(Document passage)
........

Use config.Config (JSON or env):

provider — default for all tasks.
stt_provider, llm_provider, tts_provider — override per task.
model — chat/LLM model (e.g. gpt-3.5-turbo, mistral-small-latest, deepseek-chat).
stt_model, tts_model, tts_voice — task-specific when supported.
api_keys — map of service name to API key; otherwise keys are read from environment.

Environment variables (fallback when not in `api_keys`)

Provider	Env var
openai	OPENAI_API_KEY
groq	GROQ_API_KEY
sarvam	SARVAM_API_KEY
grok (xai)	XAI_API_KEY
cerebras	CEREBRAS_API_KEY
elevenlabs	ELEVENLABS_API_KEY
aws	AWS_SECRET_ACCESS_KEY, AWS_REGION (optional, default us-east-1)
mistral	MISTRAL_API_KEY
deepseek	DEEPSEEK_API_KEY
ollama	OLLAMA_API_KEY (optional), OLLAMA_BASE_URL (optional, default http://localhost:11434/v1)
qwen	DASHSCOPE_API_KEY or QWEN_API_KEY, DASHSCOPE_BASE_URL (optional)
whisper	WHISPER_API_KEY or OPENAI_API_KEY, WHISPER_BASE_URL (optional)
asyncai	ASYNC_AI_API_KEY, ASYNC_AI_BASE_URL (optional)
camb	CAMB_API_KEY, CAMB_BASE_URL (optional)
fish	FISH_API_KEY, FISH_BASE_URL (optional)
gradium	GRADIUM_API_KEY, GRADIUM_BASE_URL (optional)
hume	HUME_API_KEY
inworld	INWORLD_API_KEY
minimax	MINIMAX_API_KEY, MINIMAX_BASE_URL (optional)
moondream	MOONDREAM_API_KEY, MOONDREAM_BASE_URL (optional)
neuphonic	NEUPHONIC_API_KEY, NEUPHONIC_BASE_URL (optional)
openpipe	OPENPIPE_API_KEY
soniox	SONIOX_API_KEY, SONIOX_WS_URL (optional), SONIOX_MODEL (optional)
xtts	XTTS_BASE_URL (optional, default http://localhost:8000 for local server)

Usage

cfg, _ := config.LoadConfig("config.json")
// Or build manually:
cfg := &config.Config{
    LlmProvider: services.ProviderMistral,
    Model:       "mistral-small-latest",
}

llm := services.NewLLMFromConfig(cfg, cfg.LLMProvider(), cfg.Model)
stt := services.NewSTTFromConfig(cfg, cfg.STTProvider())
tts := services.NewTTSFromConfig(cfg, cfg.TTSProvider(), cfg.TTSModel, cfg.TTSVoice)

// Realtime (e.g. OpenAI Realtime WebSocket API):
realtimeSvc, err := realtime.NewFromConfig(cfg, "openai")

........

(What needs to be done)
Decide whether each statement below agrees with the configuration notes, answering yes or no and quoting the words that decide it.
1. If no OLLAMA_BASE_URL is set, the base URL http://localhost:11434/v1 is used.
2. The aws provider requires AWS_REGION to be set.
3. The provider setting takes precedence over stt_provider.

........

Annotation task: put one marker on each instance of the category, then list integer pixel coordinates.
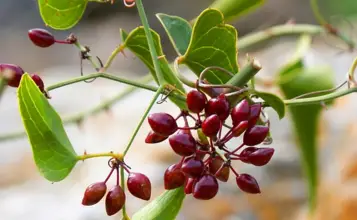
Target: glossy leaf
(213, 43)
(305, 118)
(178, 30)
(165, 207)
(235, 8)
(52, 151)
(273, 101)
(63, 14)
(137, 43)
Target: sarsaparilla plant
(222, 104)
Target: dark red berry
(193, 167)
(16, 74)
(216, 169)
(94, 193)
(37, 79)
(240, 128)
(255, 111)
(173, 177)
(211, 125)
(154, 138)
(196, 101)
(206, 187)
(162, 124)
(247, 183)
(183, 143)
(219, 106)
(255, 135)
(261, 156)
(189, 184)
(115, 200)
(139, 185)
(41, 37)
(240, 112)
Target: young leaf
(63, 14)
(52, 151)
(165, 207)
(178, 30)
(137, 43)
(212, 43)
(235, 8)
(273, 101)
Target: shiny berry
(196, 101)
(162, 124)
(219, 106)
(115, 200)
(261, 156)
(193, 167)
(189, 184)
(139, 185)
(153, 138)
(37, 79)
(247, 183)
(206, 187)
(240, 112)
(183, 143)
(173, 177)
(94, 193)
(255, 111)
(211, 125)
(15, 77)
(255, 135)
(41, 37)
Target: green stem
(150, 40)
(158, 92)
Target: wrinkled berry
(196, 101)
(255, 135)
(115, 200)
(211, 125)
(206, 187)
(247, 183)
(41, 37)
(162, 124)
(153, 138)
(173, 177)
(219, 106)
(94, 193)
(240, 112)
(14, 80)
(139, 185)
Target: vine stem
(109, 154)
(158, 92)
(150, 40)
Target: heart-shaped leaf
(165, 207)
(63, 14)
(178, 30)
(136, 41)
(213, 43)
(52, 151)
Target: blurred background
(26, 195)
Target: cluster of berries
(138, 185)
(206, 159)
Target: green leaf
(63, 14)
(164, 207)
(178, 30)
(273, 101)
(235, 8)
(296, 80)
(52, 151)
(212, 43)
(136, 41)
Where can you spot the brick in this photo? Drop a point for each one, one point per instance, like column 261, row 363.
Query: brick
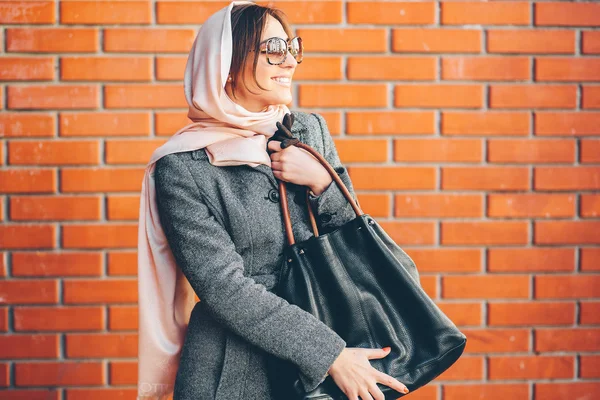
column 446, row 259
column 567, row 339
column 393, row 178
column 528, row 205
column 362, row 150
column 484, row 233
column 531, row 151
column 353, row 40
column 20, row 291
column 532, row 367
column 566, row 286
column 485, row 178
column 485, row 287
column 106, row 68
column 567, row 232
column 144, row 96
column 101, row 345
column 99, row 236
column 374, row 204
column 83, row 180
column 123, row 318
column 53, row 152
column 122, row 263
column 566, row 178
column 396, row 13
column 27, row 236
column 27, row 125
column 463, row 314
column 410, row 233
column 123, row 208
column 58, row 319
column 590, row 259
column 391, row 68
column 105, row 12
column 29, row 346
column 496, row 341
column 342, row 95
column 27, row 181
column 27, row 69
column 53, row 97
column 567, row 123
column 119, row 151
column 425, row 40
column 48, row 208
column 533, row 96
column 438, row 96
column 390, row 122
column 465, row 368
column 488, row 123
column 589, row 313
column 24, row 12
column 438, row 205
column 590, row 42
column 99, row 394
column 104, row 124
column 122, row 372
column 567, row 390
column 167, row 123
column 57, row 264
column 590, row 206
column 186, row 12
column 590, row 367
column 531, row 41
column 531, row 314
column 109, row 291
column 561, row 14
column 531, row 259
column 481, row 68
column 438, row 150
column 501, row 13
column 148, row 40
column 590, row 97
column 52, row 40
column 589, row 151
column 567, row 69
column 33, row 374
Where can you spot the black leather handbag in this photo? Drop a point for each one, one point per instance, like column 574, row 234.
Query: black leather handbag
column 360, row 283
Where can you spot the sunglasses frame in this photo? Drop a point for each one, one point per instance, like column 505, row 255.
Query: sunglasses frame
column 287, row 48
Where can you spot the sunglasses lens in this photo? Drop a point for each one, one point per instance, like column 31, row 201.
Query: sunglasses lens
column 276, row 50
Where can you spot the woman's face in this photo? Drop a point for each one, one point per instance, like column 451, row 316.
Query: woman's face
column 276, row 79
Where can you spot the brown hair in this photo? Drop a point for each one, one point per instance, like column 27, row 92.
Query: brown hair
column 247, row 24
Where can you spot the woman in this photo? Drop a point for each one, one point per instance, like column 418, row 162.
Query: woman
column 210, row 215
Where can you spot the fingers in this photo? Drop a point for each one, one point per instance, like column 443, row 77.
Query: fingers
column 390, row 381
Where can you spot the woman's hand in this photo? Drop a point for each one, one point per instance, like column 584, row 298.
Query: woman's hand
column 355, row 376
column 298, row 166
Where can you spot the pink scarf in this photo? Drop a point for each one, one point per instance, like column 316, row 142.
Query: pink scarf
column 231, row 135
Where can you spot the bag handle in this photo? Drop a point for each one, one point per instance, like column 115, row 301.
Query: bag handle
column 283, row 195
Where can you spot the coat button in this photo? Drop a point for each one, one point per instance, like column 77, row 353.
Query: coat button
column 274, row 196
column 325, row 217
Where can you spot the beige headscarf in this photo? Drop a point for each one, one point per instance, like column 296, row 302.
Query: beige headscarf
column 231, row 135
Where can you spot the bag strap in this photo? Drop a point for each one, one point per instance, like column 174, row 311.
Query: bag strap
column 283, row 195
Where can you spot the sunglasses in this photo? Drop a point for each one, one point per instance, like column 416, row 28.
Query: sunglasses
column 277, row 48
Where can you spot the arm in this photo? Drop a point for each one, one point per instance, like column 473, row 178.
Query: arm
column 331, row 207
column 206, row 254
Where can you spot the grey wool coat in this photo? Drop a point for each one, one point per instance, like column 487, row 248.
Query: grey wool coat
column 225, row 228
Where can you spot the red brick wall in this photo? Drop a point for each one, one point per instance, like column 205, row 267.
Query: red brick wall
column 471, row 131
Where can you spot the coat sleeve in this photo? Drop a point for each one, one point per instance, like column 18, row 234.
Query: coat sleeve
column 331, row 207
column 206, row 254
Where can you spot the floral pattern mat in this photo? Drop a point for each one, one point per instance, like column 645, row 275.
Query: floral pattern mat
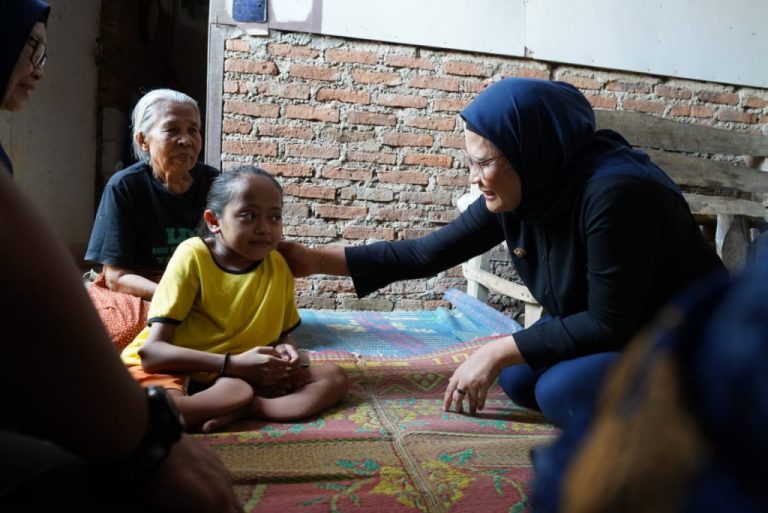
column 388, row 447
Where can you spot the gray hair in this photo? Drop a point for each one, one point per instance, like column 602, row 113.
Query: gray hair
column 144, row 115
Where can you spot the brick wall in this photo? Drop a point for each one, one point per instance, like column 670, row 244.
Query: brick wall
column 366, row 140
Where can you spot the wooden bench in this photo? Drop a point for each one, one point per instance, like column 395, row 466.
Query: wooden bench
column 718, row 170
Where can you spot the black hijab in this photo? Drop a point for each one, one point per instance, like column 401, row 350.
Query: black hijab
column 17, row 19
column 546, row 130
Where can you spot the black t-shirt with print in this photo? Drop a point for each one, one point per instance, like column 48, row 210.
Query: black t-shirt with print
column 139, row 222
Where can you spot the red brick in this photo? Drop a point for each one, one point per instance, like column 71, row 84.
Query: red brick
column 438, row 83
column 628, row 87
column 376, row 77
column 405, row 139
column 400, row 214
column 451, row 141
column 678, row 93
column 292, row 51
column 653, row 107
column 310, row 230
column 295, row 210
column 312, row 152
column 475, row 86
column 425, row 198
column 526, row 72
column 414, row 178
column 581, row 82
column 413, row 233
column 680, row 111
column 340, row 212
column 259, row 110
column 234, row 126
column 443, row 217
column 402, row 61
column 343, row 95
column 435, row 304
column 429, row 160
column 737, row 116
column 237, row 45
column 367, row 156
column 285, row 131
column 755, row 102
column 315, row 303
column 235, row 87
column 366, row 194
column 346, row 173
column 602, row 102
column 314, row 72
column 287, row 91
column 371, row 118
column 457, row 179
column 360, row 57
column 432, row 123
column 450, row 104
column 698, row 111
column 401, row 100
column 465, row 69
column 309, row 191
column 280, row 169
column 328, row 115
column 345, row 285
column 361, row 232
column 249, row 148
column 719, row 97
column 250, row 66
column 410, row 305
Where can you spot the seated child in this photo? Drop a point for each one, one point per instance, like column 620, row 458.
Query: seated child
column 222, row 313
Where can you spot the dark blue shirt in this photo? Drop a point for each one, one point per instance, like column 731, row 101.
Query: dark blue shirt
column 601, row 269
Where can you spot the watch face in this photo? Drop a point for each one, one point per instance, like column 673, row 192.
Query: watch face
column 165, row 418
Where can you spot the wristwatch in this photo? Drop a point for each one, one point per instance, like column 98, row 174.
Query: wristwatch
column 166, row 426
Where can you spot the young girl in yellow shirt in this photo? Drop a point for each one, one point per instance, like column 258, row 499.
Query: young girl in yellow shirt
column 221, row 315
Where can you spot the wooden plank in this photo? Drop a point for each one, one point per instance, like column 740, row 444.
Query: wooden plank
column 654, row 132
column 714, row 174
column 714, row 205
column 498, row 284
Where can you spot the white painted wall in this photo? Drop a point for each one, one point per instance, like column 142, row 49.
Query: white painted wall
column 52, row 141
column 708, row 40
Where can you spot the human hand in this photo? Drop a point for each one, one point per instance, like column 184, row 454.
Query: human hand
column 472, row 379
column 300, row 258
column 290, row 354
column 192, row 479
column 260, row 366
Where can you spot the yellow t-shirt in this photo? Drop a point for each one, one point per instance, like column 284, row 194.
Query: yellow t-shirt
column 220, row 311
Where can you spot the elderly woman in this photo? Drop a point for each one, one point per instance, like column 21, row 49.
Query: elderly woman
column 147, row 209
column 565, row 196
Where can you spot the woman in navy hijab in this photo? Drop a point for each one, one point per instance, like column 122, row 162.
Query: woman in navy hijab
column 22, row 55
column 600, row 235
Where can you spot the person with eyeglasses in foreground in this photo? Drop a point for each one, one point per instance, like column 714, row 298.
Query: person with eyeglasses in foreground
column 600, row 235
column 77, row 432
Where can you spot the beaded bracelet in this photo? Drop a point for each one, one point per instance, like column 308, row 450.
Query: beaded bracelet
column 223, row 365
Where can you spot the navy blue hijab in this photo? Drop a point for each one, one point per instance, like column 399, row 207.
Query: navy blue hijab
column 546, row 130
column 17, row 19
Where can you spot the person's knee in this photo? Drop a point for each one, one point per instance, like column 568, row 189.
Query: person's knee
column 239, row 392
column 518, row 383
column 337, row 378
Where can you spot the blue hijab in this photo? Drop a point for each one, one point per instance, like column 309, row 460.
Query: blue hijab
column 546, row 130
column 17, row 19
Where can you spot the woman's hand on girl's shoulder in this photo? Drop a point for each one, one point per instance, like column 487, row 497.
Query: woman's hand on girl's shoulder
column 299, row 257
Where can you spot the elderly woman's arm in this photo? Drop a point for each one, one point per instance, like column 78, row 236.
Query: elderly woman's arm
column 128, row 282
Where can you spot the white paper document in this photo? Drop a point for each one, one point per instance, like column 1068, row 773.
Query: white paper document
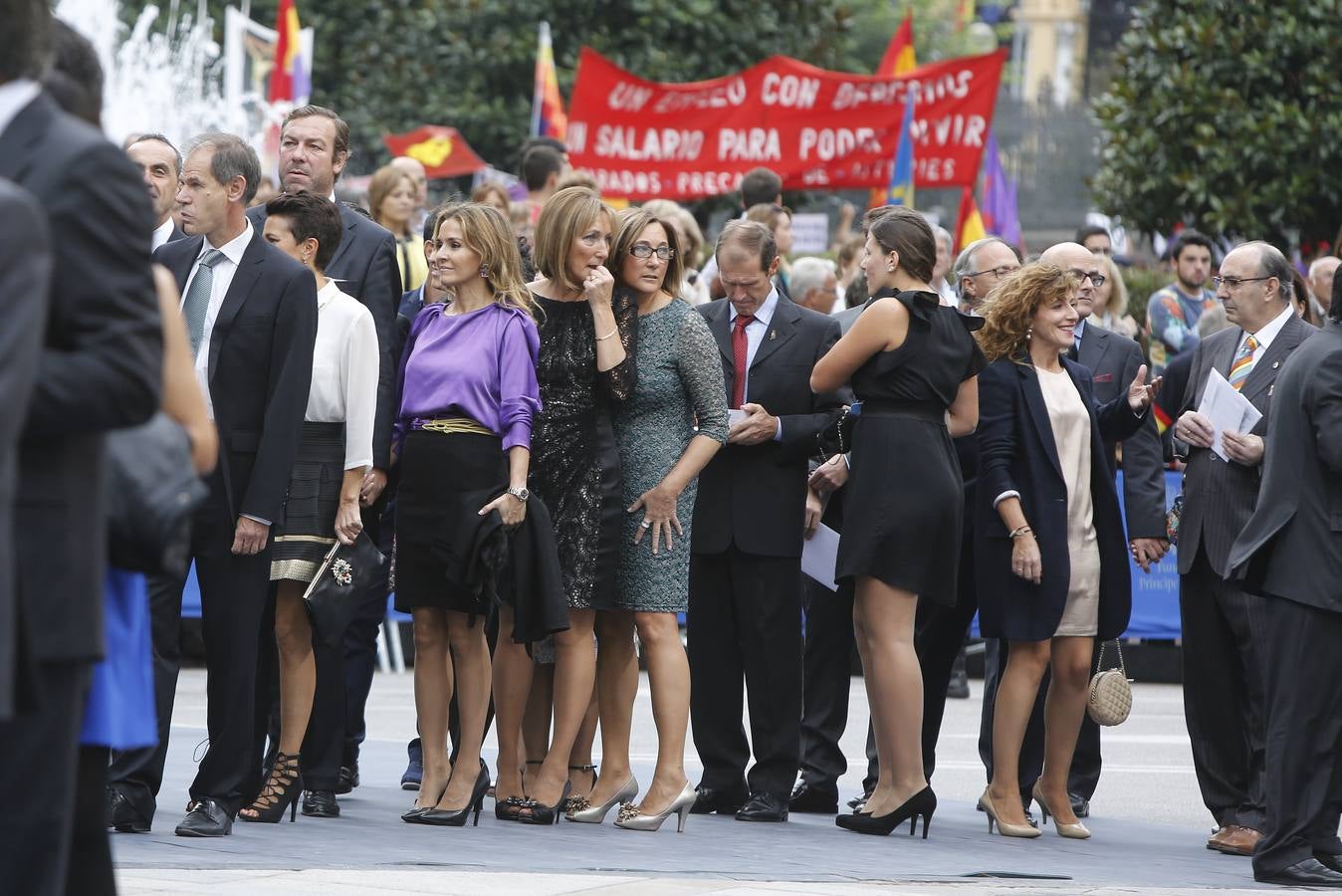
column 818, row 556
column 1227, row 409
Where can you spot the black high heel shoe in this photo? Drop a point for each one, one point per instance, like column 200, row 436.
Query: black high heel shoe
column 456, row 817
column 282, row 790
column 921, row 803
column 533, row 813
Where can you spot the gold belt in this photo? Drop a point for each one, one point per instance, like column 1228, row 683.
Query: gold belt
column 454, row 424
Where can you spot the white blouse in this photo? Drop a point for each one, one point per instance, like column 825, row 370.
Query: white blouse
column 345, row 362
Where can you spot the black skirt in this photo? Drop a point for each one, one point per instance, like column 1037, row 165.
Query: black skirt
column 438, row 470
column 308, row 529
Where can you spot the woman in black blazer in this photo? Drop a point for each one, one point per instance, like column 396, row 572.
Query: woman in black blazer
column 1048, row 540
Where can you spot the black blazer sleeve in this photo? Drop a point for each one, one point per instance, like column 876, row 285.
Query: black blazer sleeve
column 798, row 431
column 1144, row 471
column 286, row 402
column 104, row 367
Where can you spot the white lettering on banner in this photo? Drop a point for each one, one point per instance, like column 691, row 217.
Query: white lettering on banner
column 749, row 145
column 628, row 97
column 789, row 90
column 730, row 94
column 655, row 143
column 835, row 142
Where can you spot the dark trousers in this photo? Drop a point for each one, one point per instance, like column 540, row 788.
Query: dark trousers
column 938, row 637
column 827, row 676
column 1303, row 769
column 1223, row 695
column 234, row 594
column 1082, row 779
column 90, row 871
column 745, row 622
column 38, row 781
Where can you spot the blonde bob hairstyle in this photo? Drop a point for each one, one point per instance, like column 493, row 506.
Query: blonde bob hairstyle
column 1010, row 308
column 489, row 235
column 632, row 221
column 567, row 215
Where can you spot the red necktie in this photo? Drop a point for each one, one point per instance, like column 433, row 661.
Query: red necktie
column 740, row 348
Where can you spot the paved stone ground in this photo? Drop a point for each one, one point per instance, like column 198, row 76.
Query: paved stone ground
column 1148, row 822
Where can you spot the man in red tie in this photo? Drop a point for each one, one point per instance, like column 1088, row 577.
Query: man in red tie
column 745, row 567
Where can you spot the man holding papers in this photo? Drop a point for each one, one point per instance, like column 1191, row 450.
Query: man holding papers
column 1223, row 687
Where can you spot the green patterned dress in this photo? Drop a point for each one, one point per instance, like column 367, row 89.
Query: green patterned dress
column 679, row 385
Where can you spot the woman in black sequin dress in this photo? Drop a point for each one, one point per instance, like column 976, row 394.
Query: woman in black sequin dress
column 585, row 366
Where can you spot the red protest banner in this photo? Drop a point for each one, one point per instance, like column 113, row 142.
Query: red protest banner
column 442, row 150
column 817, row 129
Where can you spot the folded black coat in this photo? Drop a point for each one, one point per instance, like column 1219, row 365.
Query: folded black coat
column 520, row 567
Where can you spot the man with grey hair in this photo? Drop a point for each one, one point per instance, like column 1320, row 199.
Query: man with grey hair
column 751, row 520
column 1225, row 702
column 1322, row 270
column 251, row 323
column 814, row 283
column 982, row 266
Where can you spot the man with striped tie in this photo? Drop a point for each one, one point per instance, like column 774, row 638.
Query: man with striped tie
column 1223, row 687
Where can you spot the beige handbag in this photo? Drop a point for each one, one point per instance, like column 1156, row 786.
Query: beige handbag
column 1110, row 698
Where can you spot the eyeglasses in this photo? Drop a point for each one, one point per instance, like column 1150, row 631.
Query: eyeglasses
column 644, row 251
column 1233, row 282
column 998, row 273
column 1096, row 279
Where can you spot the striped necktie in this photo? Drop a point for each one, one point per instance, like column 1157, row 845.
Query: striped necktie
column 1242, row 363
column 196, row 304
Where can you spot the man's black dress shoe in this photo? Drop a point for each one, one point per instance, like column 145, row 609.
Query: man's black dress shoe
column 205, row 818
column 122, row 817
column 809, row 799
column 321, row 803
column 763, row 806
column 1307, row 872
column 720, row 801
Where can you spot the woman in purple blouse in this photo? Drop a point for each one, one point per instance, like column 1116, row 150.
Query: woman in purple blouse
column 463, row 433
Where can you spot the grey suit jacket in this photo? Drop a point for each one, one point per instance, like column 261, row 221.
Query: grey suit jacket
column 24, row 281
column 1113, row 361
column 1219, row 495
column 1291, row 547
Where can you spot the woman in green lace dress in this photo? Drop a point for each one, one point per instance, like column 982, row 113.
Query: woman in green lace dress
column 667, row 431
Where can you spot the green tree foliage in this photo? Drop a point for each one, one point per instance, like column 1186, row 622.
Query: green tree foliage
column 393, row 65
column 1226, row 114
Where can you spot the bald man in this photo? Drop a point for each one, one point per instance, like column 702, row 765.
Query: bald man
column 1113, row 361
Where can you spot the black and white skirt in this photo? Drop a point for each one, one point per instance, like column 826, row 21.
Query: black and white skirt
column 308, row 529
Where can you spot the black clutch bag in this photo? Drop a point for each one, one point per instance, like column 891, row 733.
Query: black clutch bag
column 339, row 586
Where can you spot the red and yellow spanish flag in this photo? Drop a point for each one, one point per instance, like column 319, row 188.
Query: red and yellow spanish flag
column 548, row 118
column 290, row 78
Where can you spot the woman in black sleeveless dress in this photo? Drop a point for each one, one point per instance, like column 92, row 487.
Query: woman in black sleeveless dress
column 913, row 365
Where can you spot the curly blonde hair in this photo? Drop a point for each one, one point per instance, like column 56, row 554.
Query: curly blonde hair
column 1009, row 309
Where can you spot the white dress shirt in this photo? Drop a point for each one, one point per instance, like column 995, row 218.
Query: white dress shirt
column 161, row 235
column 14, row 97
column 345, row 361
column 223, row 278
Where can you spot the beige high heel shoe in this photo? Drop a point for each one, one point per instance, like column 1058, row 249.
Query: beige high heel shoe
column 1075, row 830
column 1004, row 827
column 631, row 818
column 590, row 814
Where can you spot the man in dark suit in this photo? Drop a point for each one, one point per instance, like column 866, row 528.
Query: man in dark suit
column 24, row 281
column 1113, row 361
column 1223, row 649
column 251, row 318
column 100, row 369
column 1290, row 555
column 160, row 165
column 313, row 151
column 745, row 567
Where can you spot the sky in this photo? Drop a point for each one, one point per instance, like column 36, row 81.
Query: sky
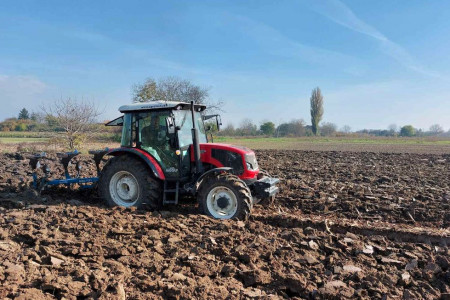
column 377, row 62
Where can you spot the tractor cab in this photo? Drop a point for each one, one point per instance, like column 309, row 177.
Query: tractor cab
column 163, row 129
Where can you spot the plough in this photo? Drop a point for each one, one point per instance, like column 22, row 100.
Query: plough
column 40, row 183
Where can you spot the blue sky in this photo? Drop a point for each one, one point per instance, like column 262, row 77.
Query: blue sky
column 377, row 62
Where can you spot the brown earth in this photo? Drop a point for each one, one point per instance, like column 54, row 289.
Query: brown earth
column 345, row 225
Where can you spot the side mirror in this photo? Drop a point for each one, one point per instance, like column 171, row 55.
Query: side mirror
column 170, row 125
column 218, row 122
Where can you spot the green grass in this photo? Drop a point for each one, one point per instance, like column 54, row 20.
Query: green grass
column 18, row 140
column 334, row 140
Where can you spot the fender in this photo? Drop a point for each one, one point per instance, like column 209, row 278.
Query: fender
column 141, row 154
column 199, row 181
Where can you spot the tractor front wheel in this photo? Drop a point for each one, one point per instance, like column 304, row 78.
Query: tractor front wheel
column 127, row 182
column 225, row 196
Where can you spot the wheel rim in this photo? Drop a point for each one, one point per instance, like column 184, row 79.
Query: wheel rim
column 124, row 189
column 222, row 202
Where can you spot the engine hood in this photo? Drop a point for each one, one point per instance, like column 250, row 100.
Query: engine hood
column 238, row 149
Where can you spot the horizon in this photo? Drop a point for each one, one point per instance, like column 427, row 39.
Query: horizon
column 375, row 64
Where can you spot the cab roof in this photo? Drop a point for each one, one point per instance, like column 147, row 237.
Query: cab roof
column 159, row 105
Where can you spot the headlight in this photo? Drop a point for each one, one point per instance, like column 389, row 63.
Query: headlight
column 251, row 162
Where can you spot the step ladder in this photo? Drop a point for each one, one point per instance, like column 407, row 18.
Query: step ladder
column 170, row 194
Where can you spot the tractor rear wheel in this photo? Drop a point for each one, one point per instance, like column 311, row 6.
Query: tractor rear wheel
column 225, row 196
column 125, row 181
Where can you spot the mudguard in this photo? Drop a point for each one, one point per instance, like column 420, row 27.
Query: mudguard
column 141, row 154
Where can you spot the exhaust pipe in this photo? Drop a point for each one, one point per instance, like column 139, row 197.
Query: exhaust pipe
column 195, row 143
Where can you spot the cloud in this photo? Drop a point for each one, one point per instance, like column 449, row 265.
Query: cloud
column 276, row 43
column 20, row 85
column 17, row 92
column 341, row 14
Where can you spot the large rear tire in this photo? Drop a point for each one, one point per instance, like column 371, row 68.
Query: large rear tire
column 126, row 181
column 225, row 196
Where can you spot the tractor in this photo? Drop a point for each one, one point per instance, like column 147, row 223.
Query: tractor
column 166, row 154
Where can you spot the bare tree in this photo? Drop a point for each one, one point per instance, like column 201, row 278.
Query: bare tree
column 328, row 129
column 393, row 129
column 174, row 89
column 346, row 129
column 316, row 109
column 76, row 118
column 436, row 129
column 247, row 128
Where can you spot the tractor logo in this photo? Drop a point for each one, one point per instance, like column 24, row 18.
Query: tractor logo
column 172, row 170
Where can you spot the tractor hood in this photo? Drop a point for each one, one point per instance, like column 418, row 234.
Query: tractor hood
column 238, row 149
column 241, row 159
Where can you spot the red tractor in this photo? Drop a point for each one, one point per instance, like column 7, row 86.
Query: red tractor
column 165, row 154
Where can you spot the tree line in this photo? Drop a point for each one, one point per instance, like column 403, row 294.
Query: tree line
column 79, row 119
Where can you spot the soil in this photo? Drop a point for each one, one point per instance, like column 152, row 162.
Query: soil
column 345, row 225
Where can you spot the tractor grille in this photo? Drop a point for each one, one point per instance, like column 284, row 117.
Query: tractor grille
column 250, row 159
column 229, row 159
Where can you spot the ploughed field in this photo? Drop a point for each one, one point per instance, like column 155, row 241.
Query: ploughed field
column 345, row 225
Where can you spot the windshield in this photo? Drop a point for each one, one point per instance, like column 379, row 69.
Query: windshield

........

(Final answer)
1. Yes: "OLLAMA_BASE_URL (optional, default http://localhost:11434/v1)"
2. No: "AWS_REGION (optional, default us-east-1)"
3. No: "stt_provider, llm_provider, tts_provider — override per task."